| The task |
Among the lines of data below, reproduce only those from the one with "Could you please locate the glass" through the one with "Could you please locate the newel", exactly as they stand, both ends included.

| Data extracts |
________

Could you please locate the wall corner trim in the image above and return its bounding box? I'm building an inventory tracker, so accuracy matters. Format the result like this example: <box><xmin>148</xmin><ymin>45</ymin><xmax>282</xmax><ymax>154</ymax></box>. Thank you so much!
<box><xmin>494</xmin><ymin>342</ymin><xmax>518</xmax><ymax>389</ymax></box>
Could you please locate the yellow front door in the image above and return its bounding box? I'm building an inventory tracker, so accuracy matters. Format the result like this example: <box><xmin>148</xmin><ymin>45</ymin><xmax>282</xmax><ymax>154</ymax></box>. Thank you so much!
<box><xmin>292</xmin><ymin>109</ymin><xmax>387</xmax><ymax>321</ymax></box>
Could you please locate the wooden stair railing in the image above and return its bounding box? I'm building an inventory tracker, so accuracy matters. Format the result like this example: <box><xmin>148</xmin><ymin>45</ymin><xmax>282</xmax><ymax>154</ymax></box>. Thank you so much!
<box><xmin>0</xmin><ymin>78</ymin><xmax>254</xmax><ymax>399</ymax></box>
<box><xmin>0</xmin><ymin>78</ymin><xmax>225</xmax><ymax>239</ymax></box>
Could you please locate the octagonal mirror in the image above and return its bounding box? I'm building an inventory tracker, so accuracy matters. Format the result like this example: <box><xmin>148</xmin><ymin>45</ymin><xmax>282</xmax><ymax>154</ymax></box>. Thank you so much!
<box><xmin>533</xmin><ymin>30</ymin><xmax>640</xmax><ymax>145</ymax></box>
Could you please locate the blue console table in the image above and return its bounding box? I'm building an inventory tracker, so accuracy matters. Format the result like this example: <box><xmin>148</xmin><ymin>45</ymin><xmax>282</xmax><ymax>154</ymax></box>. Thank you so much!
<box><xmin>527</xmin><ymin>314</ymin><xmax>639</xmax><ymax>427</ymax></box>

________

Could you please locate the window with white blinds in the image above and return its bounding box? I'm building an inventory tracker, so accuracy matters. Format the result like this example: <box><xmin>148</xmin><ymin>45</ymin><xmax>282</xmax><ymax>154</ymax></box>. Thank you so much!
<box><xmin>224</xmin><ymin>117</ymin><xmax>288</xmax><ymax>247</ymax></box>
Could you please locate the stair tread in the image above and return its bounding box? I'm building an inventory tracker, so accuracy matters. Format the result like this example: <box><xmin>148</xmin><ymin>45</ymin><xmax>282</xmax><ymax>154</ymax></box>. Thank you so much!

________

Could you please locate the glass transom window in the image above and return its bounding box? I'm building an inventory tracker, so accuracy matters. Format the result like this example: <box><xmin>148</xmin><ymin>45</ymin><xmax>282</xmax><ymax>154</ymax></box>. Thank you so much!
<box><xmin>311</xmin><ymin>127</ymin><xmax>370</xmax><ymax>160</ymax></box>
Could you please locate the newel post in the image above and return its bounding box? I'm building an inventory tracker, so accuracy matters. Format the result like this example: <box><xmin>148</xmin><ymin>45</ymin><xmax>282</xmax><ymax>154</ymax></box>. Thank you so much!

________

| Your response |
Could you please locate the glass transom window in the image above and return its bounding box? I'm building an inventory tracker, so accuracy matters. Format the result like this example: <box><xmin>148</xmin><ymin>45</ymin><xmax>282</xmax><ymax>154</ymax></box>. Thank you so much!
<box><xmin>311</xmin><ymin>127</ymin><xmax>370</xmax><ymax>160</ymax></box>
Could you please locate the newel post in the image above and return its bounding box? I'm building an inventory tracker, so accuracy matters. Format the result like this example: <box><xmin>148</xmin><ymin>45</ymin><xmax>282</xmax><ymax>154</ymax></box>. Thank you so much!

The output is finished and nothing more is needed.